┌─ DATA FOR THIS EXERCISE
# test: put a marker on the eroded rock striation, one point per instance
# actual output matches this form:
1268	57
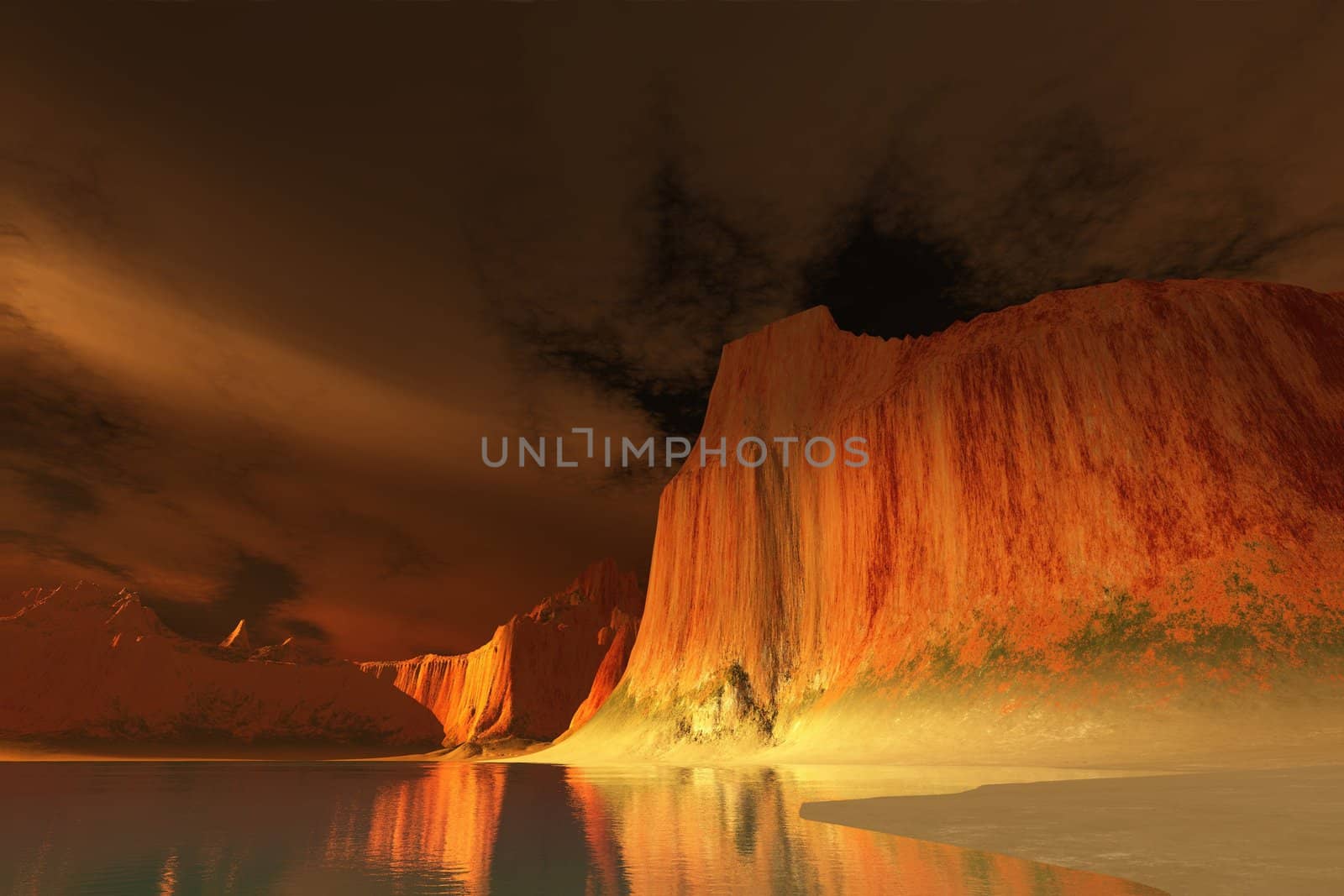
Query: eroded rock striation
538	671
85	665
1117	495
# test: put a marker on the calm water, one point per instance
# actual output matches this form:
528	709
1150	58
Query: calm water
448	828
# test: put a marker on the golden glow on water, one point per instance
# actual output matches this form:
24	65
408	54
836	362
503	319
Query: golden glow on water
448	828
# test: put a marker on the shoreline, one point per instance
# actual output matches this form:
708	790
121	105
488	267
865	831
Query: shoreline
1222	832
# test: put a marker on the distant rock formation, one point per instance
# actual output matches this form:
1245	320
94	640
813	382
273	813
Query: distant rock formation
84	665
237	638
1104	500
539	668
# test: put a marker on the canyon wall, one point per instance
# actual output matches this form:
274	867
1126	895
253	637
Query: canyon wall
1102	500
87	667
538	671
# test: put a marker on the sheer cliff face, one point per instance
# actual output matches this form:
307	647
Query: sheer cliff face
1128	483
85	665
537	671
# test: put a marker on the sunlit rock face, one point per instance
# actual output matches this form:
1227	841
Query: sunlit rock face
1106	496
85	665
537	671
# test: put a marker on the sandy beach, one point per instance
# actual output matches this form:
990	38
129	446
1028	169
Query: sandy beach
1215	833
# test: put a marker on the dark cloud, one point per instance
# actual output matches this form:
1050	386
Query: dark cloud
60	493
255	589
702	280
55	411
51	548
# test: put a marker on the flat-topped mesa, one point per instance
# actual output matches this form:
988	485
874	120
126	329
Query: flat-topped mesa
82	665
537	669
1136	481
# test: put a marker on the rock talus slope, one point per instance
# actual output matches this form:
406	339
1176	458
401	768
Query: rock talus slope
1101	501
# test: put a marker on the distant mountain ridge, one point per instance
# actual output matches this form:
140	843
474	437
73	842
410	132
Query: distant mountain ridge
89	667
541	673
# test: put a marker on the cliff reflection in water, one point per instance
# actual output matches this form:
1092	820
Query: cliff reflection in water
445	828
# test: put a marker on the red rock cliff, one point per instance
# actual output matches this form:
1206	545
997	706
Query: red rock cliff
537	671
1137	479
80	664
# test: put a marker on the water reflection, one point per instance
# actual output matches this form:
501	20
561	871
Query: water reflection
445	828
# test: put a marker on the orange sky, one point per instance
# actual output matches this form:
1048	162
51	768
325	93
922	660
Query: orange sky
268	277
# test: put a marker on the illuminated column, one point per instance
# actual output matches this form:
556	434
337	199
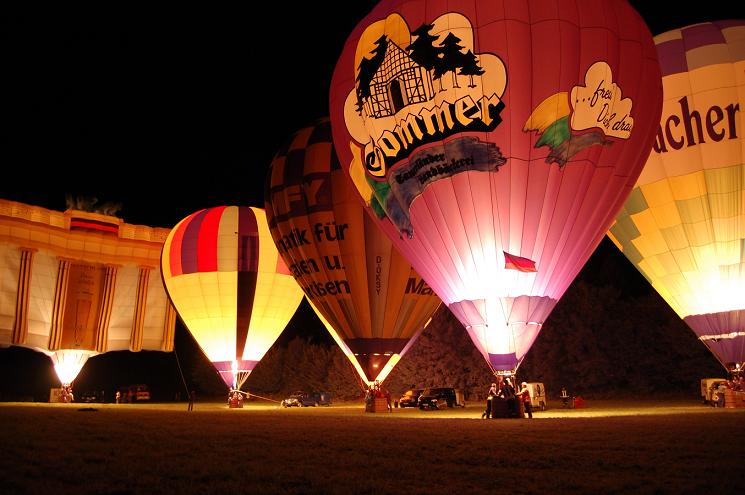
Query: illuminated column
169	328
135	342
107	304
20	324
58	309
└─
┌─ DATA FOR THIS EXERCISE
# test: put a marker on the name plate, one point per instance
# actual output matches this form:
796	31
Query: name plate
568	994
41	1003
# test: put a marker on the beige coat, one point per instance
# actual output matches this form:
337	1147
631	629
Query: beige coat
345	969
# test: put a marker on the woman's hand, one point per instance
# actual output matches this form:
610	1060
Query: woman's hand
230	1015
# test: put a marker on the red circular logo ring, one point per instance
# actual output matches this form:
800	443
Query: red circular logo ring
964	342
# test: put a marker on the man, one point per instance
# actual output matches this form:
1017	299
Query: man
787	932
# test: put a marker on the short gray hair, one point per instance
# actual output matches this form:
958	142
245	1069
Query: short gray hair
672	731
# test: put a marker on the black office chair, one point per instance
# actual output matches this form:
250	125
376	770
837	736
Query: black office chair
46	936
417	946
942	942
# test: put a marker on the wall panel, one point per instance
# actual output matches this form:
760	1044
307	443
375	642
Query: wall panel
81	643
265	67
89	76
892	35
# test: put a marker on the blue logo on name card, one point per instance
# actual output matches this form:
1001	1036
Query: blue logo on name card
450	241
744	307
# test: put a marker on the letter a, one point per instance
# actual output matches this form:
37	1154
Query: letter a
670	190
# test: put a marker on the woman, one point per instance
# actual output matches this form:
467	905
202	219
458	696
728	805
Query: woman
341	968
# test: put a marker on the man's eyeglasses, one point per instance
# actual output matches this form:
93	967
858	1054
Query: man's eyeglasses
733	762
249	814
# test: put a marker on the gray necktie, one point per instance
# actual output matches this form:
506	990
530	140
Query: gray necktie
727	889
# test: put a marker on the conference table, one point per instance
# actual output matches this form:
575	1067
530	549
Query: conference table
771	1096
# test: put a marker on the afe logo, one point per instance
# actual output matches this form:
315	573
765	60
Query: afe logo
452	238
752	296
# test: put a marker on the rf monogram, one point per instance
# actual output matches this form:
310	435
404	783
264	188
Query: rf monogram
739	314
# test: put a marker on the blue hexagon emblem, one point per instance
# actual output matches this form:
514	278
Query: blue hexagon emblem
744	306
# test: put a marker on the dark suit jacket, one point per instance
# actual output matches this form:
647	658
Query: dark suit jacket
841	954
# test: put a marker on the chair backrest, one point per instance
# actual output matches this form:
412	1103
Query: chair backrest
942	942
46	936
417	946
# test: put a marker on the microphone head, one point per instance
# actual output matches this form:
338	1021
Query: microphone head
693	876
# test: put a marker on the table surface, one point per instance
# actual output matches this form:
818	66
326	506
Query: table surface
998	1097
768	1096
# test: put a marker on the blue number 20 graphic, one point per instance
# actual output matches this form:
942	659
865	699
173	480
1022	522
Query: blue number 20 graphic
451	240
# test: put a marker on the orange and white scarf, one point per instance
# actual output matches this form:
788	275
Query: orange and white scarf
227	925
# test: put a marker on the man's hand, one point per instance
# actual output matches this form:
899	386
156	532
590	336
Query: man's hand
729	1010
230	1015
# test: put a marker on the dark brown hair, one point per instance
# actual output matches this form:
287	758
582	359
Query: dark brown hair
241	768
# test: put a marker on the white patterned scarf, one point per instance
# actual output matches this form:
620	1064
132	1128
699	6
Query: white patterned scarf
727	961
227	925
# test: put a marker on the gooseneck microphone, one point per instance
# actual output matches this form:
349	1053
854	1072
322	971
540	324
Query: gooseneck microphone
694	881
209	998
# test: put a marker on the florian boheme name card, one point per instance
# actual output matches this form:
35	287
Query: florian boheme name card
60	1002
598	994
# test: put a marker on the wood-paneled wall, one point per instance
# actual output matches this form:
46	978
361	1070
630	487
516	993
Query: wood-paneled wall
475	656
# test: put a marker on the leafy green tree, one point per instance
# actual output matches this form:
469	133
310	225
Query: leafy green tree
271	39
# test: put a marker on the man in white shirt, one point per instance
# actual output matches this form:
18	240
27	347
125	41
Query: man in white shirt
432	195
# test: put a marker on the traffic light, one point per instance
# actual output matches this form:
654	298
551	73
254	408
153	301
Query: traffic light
└─
┌─ DATA FOR THIS EXERCISE
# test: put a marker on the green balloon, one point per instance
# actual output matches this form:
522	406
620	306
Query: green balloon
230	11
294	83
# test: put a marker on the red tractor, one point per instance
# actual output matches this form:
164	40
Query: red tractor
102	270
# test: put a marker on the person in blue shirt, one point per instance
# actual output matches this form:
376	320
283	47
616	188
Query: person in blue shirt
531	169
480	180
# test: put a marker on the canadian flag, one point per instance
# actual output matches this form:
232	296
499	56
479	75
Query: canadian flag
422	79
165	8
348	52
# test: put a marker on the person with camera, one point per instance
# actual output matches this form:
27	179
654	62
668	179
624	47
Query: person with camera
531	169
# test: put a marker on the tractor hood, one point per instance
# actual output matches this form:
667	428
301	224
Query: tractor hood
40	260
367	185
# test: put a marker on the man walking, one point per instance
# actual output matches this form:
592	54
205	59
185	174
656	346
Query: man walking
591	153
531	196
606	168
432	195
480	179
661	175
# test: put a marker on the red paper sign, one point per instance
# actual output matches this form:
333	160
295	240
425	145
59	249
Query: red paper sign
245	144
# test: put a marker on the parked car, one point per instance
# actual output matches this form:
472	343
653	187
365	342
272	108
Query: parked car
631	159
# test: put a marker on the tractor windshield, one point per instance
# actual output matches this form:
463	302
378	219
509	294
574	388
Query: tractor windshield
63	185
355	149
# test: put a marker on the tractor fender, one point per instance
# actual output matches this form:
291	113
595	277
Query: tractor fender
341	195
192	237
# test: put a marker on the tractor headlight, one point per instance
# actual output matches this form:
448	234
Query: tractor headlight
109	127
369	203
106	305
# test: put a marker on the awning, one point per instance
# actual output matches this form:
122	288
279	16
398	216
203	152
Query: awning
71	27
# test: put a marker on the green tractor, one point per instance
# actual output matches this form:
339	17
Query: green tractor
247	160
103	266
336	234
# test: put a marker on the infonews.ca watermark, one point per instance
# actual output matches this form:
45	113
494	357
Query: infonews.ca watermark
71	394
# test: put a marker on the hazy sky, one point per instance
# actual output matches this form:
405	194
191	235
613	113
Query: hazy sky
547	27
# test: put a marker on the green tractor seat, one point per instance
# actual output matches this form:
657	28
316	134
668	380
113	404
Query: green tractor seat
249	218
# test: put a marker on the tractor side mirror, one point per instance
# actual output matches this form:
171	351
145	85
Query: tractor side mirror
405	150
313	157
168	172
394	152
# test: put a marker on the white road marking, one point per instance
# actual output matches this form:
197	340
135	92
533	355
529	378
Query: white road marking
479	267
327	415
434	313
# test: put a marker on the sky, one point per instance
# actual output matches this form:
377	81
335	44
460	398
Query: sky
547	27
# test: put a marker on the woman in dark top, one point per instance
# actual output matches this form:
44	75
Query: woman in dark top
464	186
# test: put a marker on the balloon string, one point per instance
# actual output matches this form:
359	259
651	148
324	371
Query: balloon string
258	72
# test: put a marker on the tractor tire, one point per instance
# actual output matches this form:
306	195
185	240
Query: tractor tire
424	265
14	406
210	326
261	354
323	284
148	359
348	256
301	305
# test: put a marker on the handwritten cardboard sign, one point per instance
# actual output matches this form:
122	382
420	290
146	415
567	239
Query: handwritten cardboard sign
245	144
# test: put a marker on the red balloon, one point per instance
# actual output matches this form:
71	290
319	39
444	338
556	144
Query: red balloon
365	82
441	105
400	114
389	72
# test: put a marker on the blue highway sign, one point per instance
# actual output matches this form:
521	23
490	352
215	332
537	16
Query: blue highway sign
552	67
└─
WHAT IS BEING ASKED → Each line in the data where the string "traffic" occurs should be identified and copied.

RESPONSE AREA →
# test: put a marker on the traffic light, one point per instance
Query: traffic light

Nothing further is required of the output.